__Provided passage__
---*---
New probe into Grand Prix death
From The Telegraph
THE Medical Practitioners' Board of Victoria has launched an official investigation into the death of a track marshal at last year's Formula One Grand Prix in Melbourne. Board spokeswoman Nicole Newton confirmed the board had decided to investigate the death of Graham Beveridge after reviewing a coroner's report on the incident.
"Having looked at the coroner's findings the board decided yes, there's grounds to investigate," she said.
The board will investigate the conduct of the doctors involved in the treatment of 52-year-old Mr Beveridge, who died at the Albert Park track during the race on March 4, 2001.
Mr Beveridge died of a ruptured heart when he was hit by a wheel which flew through a narrow access gap in the trackside safety barrier after a collision.
State coroner Graeme Johnstone last month expressed concern that a doctor had changed Mr Beveridge's record to show he died at The Alfred Hospital rather than at the track.
---*---
__Study material__
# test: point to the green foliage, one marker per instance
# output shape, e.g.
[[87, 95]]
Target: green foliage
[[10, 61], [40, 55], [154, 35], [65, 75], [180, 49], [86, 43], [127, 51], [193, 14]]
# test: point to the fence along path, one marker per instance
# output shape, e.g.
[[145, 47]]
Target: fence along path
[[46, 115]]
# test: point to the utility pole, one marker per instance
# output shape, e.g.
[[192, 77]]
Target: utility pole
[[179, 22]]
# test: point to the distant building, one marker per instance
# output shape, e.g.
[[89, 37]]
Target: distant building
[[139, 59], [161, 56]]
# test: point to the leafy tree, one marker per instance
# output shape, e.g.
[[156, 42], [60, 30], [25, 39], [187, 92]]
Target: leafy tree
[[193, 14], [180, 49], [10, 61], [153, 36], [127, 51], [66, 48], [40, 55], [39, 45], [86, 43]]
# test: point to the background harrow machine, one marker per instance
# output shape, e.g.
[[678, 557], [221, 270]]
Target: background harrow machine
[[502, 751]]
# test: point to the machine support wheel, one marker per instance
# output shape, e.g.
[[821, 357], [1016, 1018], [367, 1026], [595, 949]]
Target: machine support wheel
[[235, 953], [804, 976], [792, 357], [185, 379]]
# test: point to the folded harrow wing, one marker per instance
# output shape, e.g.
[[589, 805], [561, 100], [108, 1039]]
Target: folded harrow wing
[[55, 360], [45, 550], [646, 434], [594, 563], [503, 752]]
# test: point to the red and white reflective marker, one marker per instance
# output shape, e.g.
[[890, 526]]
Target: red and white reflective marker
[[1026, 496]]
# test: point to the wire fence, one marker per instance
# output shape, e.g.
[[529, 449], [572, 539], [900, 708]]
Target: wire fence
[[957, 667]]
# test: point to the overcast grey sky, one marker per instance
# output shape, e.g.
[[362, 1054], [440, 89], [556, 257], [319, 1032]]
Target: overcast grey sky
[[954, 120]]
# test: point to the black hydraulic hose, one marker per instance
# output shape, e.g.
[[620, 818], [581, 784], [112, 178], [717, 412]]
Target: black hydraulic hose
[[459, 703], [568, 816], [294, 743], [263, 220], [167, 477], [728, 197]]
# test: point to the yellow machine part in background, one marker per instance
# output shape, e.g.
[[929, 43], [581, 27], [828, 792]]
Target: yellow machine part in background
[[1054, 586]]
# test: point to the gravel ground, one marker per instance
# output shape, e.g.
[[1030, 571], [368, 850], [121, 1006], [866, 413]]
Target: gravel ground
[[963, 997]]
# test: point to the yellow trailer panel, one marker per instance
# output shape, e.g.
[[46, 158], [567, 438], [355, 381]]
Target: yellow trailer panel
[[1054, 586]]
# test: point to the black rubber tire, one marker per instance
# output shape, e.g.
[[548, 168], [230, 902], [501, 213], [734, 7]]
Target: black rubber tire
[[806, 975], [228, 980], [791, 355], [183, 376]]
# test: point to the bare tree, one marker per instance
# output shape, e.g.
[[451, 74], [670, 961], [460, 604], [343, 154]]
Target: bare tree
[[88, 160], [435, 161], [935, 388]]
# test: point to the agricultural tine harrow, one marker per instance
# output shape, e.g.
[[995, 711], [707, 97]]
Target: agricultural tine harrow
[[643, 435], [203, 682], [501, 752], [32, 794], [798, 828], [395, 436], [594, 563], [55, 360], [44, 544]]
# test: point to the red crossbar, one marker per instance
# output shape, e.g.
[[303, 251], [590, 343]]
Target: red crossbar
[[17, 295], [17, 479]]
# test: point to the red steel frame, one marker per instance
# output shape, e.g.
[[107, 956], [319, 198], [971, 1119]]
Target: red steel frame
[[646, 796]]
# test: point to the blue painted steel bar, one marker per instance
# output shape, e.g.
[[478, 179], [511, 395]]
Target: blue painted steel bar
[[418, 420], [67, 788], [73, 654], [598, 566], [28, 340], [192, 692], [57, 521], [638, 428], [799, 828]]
---*---
__Problem to work on__
Quote the article on the investigation into the Grand Prix marshal's death in full, word for word.

__Exercise solution__
New probe into Grand Prix death
From The Telegraph
THE Medical Practitioners' Board of Victoria has launched an official investigation into the death of a track marshal at last year's Formula One Grand Prix in Melbourne. Board spokeswoman Nicole Newton confirmed the board had decided to investigate the death of Graham Beveridge after reviewing a coroner's report on the incident.
"Having looked at the coroner's findings the board decided yes, there's grounds to investigate," she said.
The board will investigate the conduct of the doctors involved in the treatment of 52-year-old Mr Beveridge, who died at the Albert Park track during the race on March 4, 2001.
Mr Beveridge died of a ruptured heart when he was hit by a wheel which flew through a narrow access gap in the trackside safety barrier after a collision.
State coroner Graeme Johnstone last month expressed concern that a doctor had changed Mr Beveridge's record to show he died at The Alfred Hospital rather than at the track.